Excerpted passage.
%%

Zinc is an essential mineral that supports immunity, taste, and wound healing.
Zinc is a trace mineral your body needs in small amounts for a strong immune system, wound healing, taste and smell, normal growth, and the function of hundreds of enzymes.
Your body does not store zinc in large amounts, so a steady supply from food matters. A blood test gives a snapshot of your current zinc status.
A zinc test can flag a deficiency, which can cause frequent infections, slow wound healing, hair loss, and a reduced sense of taste. Low zinc can come from poor intake, gut conditions that limit absorption, or higher needs during illness.
High zinc is uncommon and usually relates to supplements. Because zinc levels fall during infection and inflammation, results are best read with that context in mind.
Aniva reads your result against research-backed ranges, not just the lab's wide normal. The reference shown below is specific to this biomarker.
Ranges are guidance and vary by laboratory and method.
| Group | Reference range (SI) |
|---|---|
| Adults | 11 to 18 micromol/L |
Roughly 70 to 120 micrograms/dL. Aligned to German laboratory practice (DGKL). Always interpret against your own lab's range.
Zinc drops during infection and inflammation, which can mimic deficiency. Contamination from ordinary collection tubes, rubber stoppers, or skin can falsely raise the result. Levels are higher in the morning and after fasting. Recent zinc supplements raise the reading.
Best read with markers of inflammation such as CRP, since infection lowers zinc, and sometimes with albumin and copper.
What do my results mean? Higher levels often reflect supplements or contamination. Lower levels may point to low intake, poor absorption, or illness‑related shifts.
Do I need to fast? Fasting isn’t required. A morning sample and avoiding supplements for 24 hours can improve consistency.
What can affect my zinc result? Recent zinc products, meals, time of day, illness, exercise, pregnancy, low albumin, and hemolysis can shift levels.
How often should I test? If starting or changing supplements, recheck in 4 to 12 weeks, then periodically as advised by your clinician.
How long do results take? Results are usually ready in about 7 days.
What should I discuss with my clinician? Share all supplements and medicines, your diet, and symptoms. Ask whether to also check copper or related tests.

%%

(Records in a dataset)
%%

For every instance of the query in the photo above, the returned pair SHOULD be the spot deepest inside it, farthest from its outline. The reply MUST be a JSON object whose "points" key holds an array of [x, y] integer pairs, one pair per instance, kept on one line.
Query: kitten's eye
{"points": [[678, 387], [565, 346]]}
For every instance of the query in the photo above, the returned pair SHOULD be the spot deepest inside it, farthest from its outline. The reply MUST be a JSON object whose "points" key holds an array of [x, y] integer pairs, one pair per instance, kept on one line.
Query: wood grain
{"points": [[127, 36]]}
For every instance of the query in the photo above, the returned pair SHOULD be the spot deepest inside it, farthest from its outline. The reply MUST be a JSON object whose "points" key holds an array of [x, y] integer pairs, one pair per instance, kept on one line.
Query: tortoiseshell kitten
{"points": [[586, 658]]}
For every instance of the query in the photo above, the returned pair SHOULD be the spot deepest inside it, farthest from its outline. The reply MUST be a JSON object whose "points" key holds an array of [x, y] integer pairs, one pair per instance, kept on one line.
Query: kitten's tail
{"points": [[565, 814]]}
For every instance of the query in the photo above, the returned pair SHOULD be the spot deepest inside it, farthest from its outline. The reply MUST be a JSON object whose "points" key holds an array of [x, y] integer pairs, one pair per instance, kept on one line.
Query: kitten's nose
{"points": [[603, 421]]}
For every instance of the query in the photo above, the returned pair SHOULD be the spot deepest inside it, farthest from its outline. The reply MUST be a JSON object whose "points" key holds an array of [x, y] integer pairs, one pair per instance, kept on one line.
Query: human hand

%%

What reference range does the zinc test page give for adults in SI units?

11 to 18 micromol/L